Phrase grounding data

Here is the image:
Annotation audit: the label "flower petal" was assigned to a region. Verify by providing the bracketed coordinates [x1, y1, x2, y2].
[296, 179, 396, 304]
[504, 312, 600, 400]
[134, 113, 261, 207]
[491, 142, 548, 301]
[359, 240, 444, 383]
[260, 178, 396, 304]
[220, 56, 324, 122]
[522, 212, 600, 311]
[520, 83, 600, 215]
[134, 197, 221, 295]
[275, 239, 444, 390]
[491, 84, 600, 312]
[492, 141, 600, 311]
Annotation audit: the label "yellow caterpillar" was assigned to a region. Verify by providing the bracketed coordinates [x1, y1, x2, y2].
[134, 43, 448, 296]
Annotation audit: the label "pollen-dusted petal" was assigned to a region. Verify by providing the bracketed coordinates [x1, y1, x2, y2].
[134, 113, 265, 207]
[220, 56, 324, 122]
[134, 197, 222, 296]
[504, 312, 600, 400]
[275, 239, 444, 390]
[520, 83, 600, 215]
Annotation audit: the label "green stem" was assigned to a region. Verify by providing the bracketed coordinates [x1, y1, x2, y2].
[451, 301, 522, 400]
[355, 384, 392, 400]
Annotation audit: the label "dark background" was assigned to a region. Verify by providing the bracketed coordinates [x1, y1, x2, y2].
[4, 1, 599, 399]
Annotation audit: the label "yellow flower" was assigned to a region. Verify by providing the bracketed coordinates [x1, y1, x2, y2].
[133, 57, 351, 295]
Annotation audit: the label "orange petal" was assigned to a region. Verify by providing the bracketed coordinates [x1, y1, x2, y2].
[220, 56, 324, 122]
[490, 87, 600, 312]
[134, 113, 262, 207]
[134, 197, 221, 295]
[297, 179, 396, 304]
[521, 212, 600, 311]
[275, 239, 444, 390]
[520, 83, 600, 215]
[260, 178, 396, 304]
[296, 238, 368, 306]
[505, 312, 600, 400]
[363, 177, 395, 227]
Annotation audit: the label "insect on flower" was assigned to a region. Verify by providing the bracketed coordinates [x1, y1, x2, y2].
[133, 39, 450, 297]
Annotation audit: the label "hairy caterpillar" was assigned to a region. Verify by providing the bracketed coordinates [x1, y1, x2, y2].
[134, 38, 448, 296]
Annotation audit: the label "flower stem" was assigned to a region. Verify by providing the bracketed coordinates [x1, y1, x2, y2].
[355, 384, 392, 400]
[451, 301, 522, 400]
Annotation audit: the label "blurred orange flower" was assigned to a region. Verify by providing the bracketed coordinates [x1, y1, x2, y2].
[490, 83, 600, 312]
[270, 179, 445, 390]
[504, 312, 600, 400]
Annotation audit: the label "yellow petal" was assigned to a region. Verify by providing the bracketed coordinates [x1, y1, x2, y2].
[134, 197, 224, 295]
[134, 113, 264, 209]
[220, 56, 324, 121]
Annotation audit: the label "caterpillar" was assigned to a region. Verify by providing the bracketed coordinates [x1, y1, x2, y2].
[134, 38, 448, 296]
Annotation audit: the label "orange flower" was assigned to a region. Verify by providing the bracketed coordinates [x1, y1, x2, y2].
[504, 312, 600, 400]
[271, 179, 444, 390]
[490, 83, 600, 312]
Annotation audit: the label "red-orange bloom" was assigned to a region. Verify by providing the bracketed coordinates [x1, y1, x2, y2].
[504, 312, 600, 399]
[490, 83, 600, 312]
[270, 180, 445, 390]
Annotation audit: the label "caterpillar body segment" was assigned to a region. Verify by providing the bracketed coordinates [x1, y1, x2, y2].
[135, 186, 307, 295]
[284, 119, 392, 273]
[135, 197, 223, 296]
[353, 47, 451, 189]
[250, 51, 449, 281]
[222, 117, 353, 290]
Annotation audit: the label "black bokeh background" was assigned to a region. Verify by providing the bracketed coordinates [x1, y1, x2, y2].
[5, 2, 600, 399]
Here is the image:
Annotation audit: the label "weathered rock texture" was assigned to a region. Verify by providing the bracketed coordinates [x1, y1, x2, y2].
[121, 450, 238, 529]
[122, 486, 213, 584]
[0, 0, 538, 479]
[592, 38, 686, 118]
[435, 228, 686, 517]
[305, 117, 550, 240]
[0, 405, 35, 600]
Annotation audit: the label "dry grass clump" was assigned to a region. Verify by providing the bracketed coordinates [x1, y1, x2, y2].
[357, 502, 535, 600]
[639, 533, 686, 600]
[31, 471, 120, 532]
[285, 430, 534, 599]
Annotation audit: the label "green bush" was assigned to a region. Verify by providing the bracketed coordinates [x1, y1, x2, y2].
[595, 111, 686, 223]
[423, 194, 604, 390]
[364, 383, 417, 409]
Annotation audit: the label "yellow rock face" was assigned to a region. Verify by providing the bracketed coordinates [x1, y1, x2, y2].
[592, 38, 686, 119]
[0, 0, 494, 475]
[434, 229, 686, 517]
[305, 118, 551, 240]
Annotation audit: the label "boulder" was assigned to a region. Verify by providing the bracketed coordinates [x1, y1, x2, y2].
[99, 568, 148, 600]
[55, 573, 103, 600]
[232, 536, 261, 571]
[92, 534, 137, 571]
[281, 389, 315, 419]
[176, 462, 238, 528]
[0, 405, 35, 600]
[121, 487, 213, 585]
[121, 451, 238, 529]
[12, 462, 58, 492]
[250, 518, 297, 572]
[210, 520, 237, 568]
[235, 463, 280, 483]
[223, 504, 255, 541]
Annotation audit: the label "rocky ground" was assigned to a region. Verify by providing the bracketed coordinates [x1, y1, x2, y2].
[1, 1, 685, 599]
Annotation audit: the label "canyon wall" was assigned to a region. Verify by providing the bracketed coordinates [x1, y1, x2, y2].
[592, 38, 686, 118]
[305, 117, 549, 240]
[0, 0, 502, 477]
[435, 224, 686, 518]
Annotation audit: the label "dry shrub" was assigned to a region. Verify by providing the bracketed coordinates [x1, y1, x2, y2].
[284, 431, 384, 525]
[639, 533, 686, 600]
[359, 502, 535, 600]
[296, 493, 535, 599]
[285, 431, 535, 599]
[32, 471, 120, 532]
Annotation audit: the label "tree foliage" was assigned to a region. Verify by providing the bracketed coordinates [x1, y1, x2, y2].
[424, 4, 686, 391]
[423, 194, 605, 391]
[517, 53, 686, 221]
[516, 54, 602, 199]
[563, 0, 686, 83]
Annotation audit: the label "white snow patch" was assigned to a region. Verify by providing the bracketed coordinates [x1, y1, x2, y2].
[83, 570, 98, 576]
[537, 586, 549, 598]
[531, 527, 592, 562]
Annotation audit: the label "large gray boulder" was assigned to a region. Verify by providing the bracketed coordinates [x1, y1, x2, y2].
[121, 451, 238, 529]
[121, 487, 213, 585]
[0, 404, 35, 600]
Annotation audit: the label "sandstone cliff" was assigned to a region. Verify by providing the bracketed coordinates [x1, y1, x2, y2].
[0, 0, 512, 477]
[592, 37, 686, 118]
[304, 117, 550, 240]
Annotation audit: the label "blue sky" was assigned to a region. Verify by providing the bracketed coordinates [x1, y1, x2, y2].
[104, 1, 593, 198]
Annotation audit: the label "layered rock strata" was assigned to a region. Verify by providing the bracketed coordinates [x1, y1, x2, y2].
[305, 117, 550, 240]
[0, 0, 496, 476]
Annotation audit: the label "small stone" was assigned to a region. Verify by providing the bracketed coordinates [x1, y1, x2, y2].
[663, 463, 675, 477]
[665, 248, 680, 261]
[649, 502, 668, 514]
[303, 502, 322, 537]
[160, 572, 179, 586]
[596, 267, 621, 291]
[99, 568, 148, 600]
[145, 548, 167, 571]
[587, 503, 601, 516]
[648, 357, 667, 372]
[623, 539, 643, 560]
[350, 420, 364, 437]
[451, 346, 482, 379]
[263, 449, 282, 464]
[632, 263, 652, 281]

» **What you will do**
Each line above needs to be repeated exactly, with nothing omitted.

» **Solution to this problem**
Here is the image:
Annotation audit: the label "flower petal" was assigned to a region. Verify by providing the bracketed coordinates [x1, y1, x2, y2].
[296, 179, 396, 304]
[504, 312, 600, 400]
[134, 113, 261, 207]
[491, 142, 548, 301]
[359, 240, 444, 383]
[260, 178, 396, 304]
[220, 56, 324, 122]
[522, 212, 600, 311]
[520, 83, 600, 215]
[134, 197, 221, 295]
[275, 239, 444, 390]
[491, 84, 600, 312]
[492, 141, 600, 311]
Annotation audit: the label "yellow caterpillar" was assigned to a region. Verify by providing the bracketed coordinates [x1, y1, x2, y2].
[134, 43, 448, 296]
Annotation audit: the label "pollen-dusted petal" was assigned to a region. Verify by providing the bracketed coordinates [x1, y1, x2, y2].
[134, 113, 265, 207]
[220, 56, 324, 122]
[134, 197, 222, 296]
[504, 312, 600, 400]
[275, 239, 444, 390]
[520, 83, 600, 215]
Annotation audit: the label "green stem" was assigned to a region. Verify by providing the bracketed coordinates [x1, y1, x2, y2].
[451, 301, 522, 400]
[355, 384, 392, 400]
Annotation audit: the label "dark background" was assigned to a region. Verify by providing the bracketed coordinates [x1, y1, x2, y2].
[4, 1, 599, 399]
Annotation audit: the label "yellow flower" was assigned to a region. Verify by providing the bracketed coordinates [x1, y1, x2, y2].
[133, 57, 351, 295]
Annotation audit: the label "orange petal" was assigned to a region. Verify by providing the bracketed coordinates [x1, y1, x2, y2].
[220, 56, 324, 122]
[490, 87, 600, 312]
[134, 113, 262, 207]
[134, 197, 221, 295]
[297, 179, 396, 304]
[521, 212, 600, 311]
[275, 239, 444, 390]
[520, 83, 600, 215]
[260, 178, 396, 304]
[296, 238, 368, 306]
[505, 312, 600, 400]
[363, 177, 395, 227]
Annotation audit: the label "insect on flower" was assigned to a region. Verify by providing the bracketed coordinates [x1, y1, x2, y2].
[133, 39, 450, 297]
Annotation audit: the label "hairy caterpillar" was assigned to a region. Verify by providing the bracketed coordinates [x1, y1, x2, y2].
[134, 38, 448, 296]
Annotation audit: the label "flower stem" was assigned to a region. Verify by providing the bracketed coordinates [x1, y1, x2, y2].
[355, 384, 392, 400]
[451, 301, 522, 400]
Annotation audit: the label "blurred orange flower" was assigned to a region. Verify by providing the bracketed coordinates [x1, y1, x2, y2].
[490, 83, 600, 312]
[270, 179, 445, 390]
[504, 312, 600, 400]
Annotation audit: the label "yellow petal" was assigned to a region. Verify by providing the bracketed coordinates [x1, y1, x2, y2].
[134, 197, 224, 295]
[134, 113, 264, 209]
[220, 56, 324, 121]
Annotation audit: the label "caterpillar" was assigned to a region. Verify by providing the bracketed coordinates [x1, y1, x2, y2].
[134, 38, 448, 296]
Annotation audit: the label "orange flower" was assigned to a region. Verify by providing the bracketed coordinates [x1, y1, x2, y2].
[504, 312, 600, 400]
[271, 179, 444, 390]
[490, 83, 600, 312]
Annotation audit: the label "red-orange bloom" was assigned to a region. Verify by providing the bracketed coordinates [x1, y1, x2, y2].
[504, 312, 600, 399]
[490, 83, 600, 312]
[270, 180, 445, 390]
Annotation audit: the label "caterpillar body segment" was assigned to a region. Verify by providing the bracketed coordinates [x1, y1, x2, y2].
[135, 186, 307, 295]
[284, 119, 392, 273]
[135, 197, 223, 296]
[353, 47, 451, 189]
[250, 51, 449, 281]
[222, 117, 353, 290]
Annotation audit: the label "black bokeh background" was assigned to a region. Verify by providing the bracketed coordinates [x1, y1, x2, y2].
[5, 2, 600, 399]
Here is the image:
Annotation audit: the label "weathered rock texture" was assigned to a region. Verify by providing the bracketed coordinates [x1, y1, x2, y2].
[121, 450, 238, 529]
[122, 486, 213, 584]
[0, 0, 538, 479]
[592, 38, 686, 118]
[435, 228, 686, 517]
[305, 117, 550, 240]
[0, 405, 35, 600]
Annotation audit: the label "dry grass clump" was assigned to a region. Verify by providing the bracketed coordinates [x1, y1, x2, y2].
[357, 502, 535, 600]
[639, 533, 686, 600]
[31, 471, 120, 532]
[285, 430, 534, 599]
Annotation audit: the label "green bush" was assigned to a region. Verify by providing the bracketed coordinates [x1, y1, x2, y2].
[595, 111, 686, 223]
[423, 194, 604, 390]
[364, 383, 417, 409]
Annotation audit: the label "yellow rock face" was assigned to a region. Verify by providing the bracketed coordinates [x1, y1, x2, y2].
[592, 38, 686, 119]
[0, 0, 494, 475]
[434, 229, 686, 517]
[305, 118, 551, 240]
Annotation audit: the label "boulder" was assigned to a region. Verify by providing the bracketed coordinates [x1, y1, x2, y2].
[99, 568, 148, 600]
[55, 573, 103, 600]
[232, 536, 261, 571]
[92, 534, 137, 571]
[281, 389, 315, 419]
[176, 462, 238, 528]
[0, 405, 35, 600]
[121, 487, 213, 585]
[121, 451, 238, 529]
[12, 462, 58, 492]
[250, 518, 297, 572]
[210, 520, 237, 568]
[235, 463, 280, 483]
[223, 504, 255, 541]
Annotation audit: the label "rocky ground" was assigned to a region. Verify by providing the bracketed coordinates [x1, y1, x2, y2].
[1, 1, 685, 599]
Annotation audit: the label "canyon wall" was assigned to a region. Verify by providing the bracketed coordinates [x1, y1, x2, y2].
[592, 38, 686, 118]
[305, 117, 549, 240]
[0, 0, 502, 477]
[435, 224, 686, 518]
Annotation audit: the label "dry shrub" was assigned to a region. Verify by providing the bracketed coordinates [x1, y1, x2, y2].
[284, 431, 384, 525]
[639, 533, 686, 600]
[359, 502, 535, 600]
[296, 493, 535, 599]
[285, 431, 535, 599]
[32, 471, 120, 532]
Annotation audit: the label "tree foliage" was assigned to a region. Verify by providing the bracketed coordinates [x1, y1, x2, y2].
[424, 4, 686, 391]
[423, 194, 605, 391]
[517, 53, 686, 221]
[516, 54, 602, 199]
[563, 0, 686, 83]
Annotation audit: the label "white snow patch" was assigned to a region. Verify by providing the bracketed coordinates [x1, y1, x2, y2].
[83, 570, 98, 576]
[537, 586, 549, 598]
[531, 527, 592, 562]
Annotation audit: the label "large gray boulder" was assigned to a region. Verify by providing the bracketed coordinates [x1, y1, x2, y2].
[121, 451, 238, 529]
[121, 487, 213, 585]
[0, 404, 35, 600]
Annotation audit: the label "sandstone cliff" was assigned to a region. Verify by providing the bracketed coordinates [x1, y1, x2, y2].
[0, 0, 512, 477]
[592, 37, 686, 118]
[304, 117, 550, 240]
Annotation audit: the label "blue sky" was assigned to a region. Verify by providing the bracketed coordinates [x1, y1, x2, y2].
[104, 1, 593, 198]
Annotation audit: the label "layered rock strata" was assigned to a region. Verify by providing the bracketed coordinates [x1, y1, x2, y2].
[305, 117, 550, 240]
[0, 0, 496, 476]
Annotation audit: the label "small stone" was assigned to a region. Verify by providing the bracketed coordinates [x1, y1, x2, y2].
[663, 463, 675, 477]
[665, 248, 680, 261]
[649, 502, 668, 514]
[303, 502, 322, 537]
[160, 572, 179, 586]
[596, 267, 621, 291]
[99, 568, 148, 600]
[145, 548, 167, 571]
[587, 503, 601, 516]
[648, 357, 667, 372]
[623, 539, 643, 560]
[350, 420, 364, 437]
[451, 346, 482, 379]
[263, 449, 282, 464]
[632, 263, 652, 281]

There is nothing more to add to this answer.